## SELECTED PASSAGE
● ● ● ●
Familiarize yourself and your staff with them so you can avoid these
legal incidents in the future.
Workplace
harassment
Most professional meetings are mandated or integral to work-related
activities. When attending one of these meetings, employees have a
legal right not to be forced to hear unwelcome language or to view
inappropriate graphics that are offensive due to sexual, racial,
religious or other questionable content.
Harassment
lawsuits arising from a business presentation typically involve jokes,
insults, comments of a sexual nature or blatant innuendo. Visual
harassment claims arise from cartoons, props, or other graphics that
are demeaning, insulting or patronizing.
In
one recent incident, presenters from the U.S. Drug Enforcement
Administration were sued individually over the content of their
presentations to law enforcement officers, which included sexual
innuendo and demeaning references to women in general and female
audience members in particular. Certifying a nationwide class action,
the judge concluded that the presentations created a “sexually
harassing training environment.”
In
addition to overtly inappropriate language, even subtle demeaning
content can turn audiences off the presenter's message and onto
litigation. These include mimicking accents, using reference in
stories or hypotheticals to marginal performers by fictional names
such as “Pedro”
● ● ● ●
Pointing and labeling entries
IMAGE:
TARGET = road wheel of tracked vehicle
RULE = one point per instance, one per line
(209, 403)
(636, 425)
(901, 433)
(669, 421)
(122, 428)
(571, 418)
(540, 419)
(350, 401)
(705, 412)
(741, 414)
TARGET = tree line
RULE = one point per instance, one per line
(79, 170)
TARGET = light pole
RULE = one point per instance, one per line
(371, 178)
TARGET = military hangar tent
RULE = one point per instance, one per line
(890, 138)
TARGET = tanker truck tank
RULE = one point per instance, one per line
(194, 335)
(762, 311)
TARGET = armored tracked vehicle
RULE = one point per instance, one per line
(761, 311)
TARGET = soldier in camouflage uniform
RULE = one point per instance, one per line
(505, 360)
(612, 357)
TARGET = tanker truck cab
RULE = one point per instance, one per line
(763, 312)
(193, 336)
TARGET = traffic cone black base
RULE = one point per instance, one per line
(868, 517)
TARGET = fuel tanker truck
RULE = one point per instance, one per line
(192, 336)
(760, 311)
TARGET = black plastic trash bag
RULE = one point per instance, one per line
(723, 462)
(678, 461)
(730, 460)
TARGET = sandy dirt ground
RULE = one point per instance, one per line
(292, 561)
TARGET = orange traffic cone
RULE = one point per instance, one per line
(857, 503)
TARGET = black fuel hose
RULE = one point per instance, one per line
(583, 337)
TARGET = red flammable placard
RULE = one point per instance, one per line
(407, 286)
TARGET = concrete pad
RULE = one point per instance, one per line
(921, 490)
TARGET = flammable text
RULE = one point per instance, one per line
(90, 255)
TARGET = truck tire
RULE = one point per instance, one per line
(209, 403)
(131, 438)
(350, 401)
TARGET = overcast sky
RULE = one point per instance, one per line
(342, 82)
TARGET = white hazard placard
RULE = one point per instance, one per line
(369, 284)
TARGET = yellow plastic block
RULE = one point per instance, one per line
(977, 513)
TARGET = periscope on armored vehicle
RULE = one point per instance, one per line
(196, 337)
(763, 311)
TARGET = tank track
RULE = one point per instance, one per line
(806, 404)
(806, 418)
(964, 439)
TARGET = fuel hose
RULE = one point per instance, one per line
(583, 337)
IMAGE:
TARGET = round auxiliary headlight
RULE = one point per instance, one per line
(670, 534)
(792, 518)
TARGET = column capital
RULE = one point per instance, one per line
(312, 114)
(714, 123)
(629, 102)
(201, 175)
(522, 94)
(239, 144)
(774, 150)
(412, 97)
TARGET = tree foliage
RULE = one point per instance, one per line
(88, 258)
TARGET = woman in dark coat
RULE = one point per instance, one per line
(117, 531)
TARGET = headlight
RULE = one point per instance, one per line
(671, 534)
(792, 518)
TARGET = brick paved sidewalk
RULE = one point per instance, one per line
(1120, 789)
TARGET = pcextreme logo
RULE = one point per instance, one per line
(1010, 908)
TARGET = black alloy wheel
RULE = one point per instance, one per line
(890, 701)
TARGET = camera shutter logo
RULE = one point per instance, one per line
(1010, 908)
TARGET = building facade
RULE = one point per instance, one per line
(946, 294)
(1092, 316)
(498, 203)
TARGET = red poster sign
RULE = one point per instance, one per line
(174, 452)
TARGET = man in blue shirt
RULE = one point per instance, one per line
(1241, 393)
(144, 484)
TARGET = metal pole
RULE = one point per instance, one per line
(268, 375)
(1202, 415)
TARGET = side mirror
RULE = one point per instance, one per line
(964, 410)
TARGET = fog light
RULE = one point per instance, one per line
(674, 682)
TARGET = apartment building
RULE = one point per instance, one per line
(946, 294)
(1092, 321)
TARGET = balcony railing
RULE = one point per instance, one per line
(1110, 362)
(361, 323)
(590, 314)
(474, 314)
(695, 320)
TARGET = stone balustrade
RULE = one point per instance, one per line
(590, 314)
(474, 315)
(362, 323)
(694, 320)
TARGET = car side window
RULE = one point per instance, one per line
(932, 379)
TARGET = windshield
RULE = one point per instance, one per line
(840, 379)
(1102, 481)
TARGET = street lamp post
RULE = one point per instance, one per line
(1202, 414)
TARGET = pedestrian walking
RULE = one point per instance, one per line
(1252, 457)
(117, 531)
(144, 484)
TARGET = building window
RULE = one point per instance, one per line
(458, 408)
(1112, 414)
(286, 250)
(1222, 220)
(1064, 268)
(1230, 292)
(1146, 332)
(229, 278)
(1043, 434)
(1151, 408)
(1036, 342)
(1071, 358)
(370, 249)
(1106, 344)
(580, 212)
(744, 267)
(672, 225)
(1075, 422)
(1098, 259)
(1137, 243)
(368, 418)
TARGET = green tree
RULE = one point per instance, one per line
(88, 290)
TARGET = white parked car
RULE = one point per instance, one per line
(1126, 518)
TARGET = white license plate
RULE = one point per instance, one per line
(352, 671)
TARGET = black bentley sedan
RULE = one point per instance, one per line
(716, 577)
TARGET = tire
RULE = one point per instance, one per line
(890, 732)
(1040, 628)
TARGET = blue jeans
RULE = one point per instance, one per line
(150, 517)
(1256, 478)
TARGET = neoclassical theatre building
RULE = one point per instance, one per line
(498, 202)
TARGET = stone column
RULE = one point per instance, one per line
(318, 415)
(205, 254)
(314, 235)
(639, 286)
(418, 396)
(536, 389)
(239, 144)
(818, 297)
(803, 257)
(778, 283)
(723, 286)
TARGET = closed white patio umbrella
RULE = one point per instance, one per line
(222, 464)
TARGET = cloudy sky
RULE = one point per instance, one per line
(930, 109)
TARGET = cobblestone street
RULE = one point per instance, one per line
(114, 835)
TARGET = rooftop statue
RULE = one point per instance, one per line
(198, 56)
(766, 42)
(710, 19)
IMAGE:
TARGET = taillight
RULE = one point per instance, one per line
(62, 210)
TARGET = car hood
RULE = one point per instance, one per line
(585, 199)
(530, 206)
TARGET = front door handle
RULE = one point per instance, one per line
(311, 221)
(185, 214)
● ● ● ●
## REQUIREMENTS
(a) Change "graphics" to "images" in the workplace harassment passage, and give that passage from "Familiarize yourself and" to "insulting or patronizing.".
(b) Pull from the listing, word for word, the lines from the line with "TARGET = periscope on armored vehicle" to the line with "(1092, 321)", including both of those lines.

## SET OF ANSWERS
(a)
Familiarize yourself and your staff with them so you can avoid these
legal incidents in the future.
Workplace
harassment
Most professional meetings are mandated or integral to work-related
activities. When attending one of these meetings, employees have a
legal right not to be forced to hear unwelcome language or to view
inappropriate images that are offensive due to sexual, racial,
religious or other questionable content.
Harassment
lawsuits arising from a business presentation typically involve jokes,
insults, comments of a sexual nature or blatant innuendo. Visual
harassment claims arise from cartoons, props, or other images that
are demeaning, insulting or patronizing.

(b)
TARGET = periscope on armored vehicle
RULE = one point per instance, one per line
(196, 337)
(763, 311)
TARGET = tank track
RULE = one point per instance, one per line
(806, 404)
(806, 418)
(964, 439)
TARGET = fuel hose
RULE = one point per instance, one per line
(583, 337)
IMAGE:
TARGET = round auxiliary headlight
RULE = one point per instance, one per line
(670, 534)
(792, 518)
TARGET = column capital
RULE = one point per instance, one per line
(312, 114)
(714, 123)
(629, 102)
(201, 175)
(522, 94)
(239, 144)
(774, 150)
(412, 97)
TARGET = tree foliage
RULE = one point per instance, one per line
(88, 258)
TARGET = woman in dark coat
RULE = one point per instance, one per line
(117, 531)
TARGET = headlight
RULE = one point per instance, one per line
(671, 534)
(792, 518)
TARGET = brick paved sidewalk
RULE = one point per instance, one per line
(1120, 789)
TARGET = pcextreme logo
RULE = one point per instance, one per line
(1010, 908)
TARGET = black alloy wheel
RULE = one point per instance, one per line
(890, 701)
TARGET = camera shutter logo
RULE = one point per instance, one per line
(1010, 908)
TARGET = building facade
RULE = one point per instance, one per line
(946, 294)
(1092, 316)
(498, 203)
TARGET = red poster sign
RULE = one point per instance, one per line
(174, 452)
TARGET = man in blue shirt
RULE = one point per instance, one per line
(1241, 393)
(144, 484)
TARGET = metal pole
RULE = one point per instance, one per line
(268, 375)
(1202, 415)
TARGET = side mirror
RULE = one point per instance, one per line
(964, 410)
TARGET = fog light
RULE = one point per instance, one per line
(674, 682)
TARGET = apartment building
RULE = one point per instance, one per line
(946, 294)
(1092, 321)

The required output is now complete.